━━━━━ Task data ━━━━━
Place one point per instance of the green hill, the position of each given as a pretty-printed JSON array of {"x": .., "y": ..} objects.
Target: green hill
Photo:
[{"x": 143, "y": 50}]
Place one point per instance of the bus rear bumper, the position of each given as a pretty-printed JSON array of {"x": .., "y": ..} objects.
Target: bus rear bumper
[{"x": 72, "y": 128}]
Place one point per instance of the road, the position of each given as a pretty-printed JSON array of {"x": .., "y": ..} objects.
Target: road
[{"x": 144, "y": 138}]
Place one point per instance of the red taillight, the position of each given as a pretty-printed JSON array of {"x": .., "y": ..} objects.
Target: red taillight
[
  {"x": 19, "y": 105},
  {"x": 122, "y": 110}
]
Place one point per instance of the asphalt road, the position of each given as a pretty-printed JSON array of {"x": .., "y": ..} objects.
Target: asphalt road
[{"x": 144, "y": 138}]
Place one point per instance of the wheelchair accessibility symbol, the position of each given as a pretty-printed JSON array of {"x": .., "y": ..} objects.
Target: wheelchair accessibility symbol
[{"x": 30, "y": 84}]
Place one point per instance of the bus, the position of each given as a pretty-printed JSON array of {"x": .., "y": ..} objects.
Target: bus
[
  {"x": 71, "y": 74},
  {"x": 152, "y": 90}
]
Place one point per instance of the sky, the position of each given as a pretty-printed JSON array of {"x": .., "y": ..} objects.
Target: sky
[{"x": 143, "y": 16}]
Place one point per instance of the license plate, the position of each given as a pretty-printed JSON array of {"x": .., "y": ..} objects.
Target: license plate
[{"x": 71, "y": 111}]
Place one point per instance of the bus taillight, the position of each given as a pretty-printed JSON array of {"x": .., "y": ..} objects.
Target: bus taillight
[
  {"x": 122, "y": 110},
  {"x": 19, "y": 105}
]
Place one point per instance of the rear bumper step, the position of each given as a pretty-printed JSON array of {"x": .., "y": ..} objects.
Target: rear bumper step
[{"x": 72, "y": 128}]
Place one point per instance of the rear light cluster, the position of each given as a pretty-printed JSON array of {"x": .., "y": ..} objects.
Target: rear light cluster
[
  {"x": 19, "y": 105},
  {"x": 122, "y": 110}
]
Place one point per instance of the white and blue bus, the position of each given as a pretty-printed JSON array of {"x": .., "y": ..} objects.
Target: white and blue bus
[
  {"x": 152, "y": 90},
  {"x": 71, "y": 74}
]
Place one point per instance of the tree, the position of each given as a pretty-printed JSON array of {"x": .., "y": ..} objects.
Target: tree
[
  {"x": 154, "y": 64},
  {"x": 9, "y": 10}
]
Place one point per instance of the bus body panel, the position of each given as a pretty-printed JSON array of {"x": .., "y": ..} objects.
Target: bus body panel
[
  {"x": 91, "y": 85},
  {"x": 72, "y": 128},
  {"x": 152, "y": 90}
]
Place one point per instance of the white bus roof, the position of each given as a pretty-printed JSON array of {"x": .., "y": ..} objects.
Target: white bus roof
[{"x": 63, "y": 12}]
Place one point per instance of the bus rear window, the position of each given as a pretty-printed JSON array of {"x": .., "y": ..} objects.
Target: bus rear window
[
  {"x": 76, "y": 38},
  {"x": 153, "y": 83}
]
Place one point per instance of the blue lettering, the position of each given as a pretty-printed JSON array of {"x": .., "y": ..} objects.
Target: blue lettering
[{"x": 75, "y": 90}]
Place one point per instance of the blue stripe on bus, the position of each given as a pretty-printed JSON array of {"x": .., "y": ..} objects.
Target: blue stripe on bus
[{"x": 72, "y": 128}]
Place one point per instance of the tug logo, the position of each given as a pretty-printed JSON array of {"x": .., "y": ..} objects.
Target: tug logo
━━━━━
All the entries above need to be reproduced exactly.

**Finished answer**:
Place one point per instance of the green hill, the position of each given as a pretty-printed JSON array of {"x": .., "y": ..} objects.
Target: green hill
Photo:
[{"x": 143, "y": 50}]
Place one point per instance of the bus rear bumper, the position of each given as a pretty-printed JSON array of {"x": .., "y": ..} objects.
Target: bus rear bumper
[{"x": 72, "y": 128}]
Place one point per instance of the road, the position of each given as a pretty-printed JSON array of {"x": .., "y": ..} objects.
Target: road
[{"x": 144, "y": 138}]
Place one point per instance of the red taillight, the position of each given as a pretty-printed JSON array of {"x": .., "y": ..} objects.
Target: red taillight
[
  {"x": 19, "y": 105},
  {"x": 122, "y": 110}
]
Place one point per instance of the asphalt road, the position of each given as a pretty-printed JSON array of {"x": .., "y": ..} objects.
Target: asphalt road
[{"x": 144, "y": 138}]
Place one point per instance of the wheelchair accessibility symbol, the position of each given as a pretty-printed JSON array of {"x": .., "y": ..} objects.
Target: wheelchair accessibility symbol
[{"x": 30, "y": 84}]
Place one point per instance of the bus, the position of each given as a pretty-printed JSON array of {"x": .., "y": ..} objects.
Target: bus
[
  {"x": 71, "y": 74},
  {"x": 152, "y": 90}
]
Place one point per instance of the sky, the position of each given as a pretty-printed JSON array of {"x": .., "y": ..} objects.
Target: sky
[{"x": 143, "y": 16}]
Place one point per instance of the license plate, the position of each given as a pretty-printed JSON array of {"x": .., "y": ..} objects.
Target: license plate
[{"x": 71, "y": 111}]
Place one point per instance of the bus taillight, the position of each given as a pretty-printed JSON array of {"x": .., "y": ..} objects.
Target: bus taillight
[
  {"x": 122, "y": 110},
  {"x": 19, "y": 105}
]
Place one point per instance of the rear bumper step, the position of each given as a pretty-printed JSON array of {"x": .., "y": ..} objects.
Target: rear bumper step
[{"x": 72, "y": 128}]
Place one point per instance of the rear light cluster, the position of each given as a pretty-printed JSON array of {"x": .., "y": ..} objects.
Target: rear light cluster
[
  {"x": 19, "y": 105},
  {"x": 122, "y": 110}
]
Place one point per instance of the white and blue bus, the position of each given as a pretty-printed JSON array of {"x": .., "y": ..} objects.
Target: white and blue bus
[
  {"x": 152, "y": 90},
  {"x": 71, "y": 74}
]
Place one point per instance of the tree, the position of each given as a pretty-printed JSON array of {"x": .., "y": ..} objects.
Target: tree
[
  {"x": 154, "y": 64},
  {"x": 9, "y": 10}
]
Place one point per instance of the bus body panel, the position of each given as a pretty-printed JSON array of {"x": .., "y": ..} objects.
Target: bus body panel
[
  {"x": 91, "y": 85},
  {"x": 72, "y": 128},
  {"x": 152, "y": 90}
]
Place one point per instance of the white bus roof, the position of each given as a pretty-printed JSON array of {"x": .., "y": ..} objects.
Target: white bus roof
[{"x": 63, "y": 12}]
Place one point per instance of the bus rear window, the position of each given as a pretty-printed JSON array of {"x": .., "y": ..} objects.
Target: bus rear window
[
  {"x": 76, "y": 38},
  {"x": 153, "y": 83}
]
Place one point per instance of the blue lettering, the position of each given as a pretty-printed JSON array of {"x": .., "y": ..} objects.
Target: blue lettering
[{"x": 75, "y": 90}]
Place one point per instance of the blue stripe on bus, the position of each given as a pretty-printed JSON array of {"x": .., "y": ..} objects.
Target: blue stripe on bus
[{"x": 72, "y": 128}]
Place one point per instance of the tug logo, the position of each given as a pretty-printed JSON array of {"x": .., "y": ..} objects.
Target: tug logo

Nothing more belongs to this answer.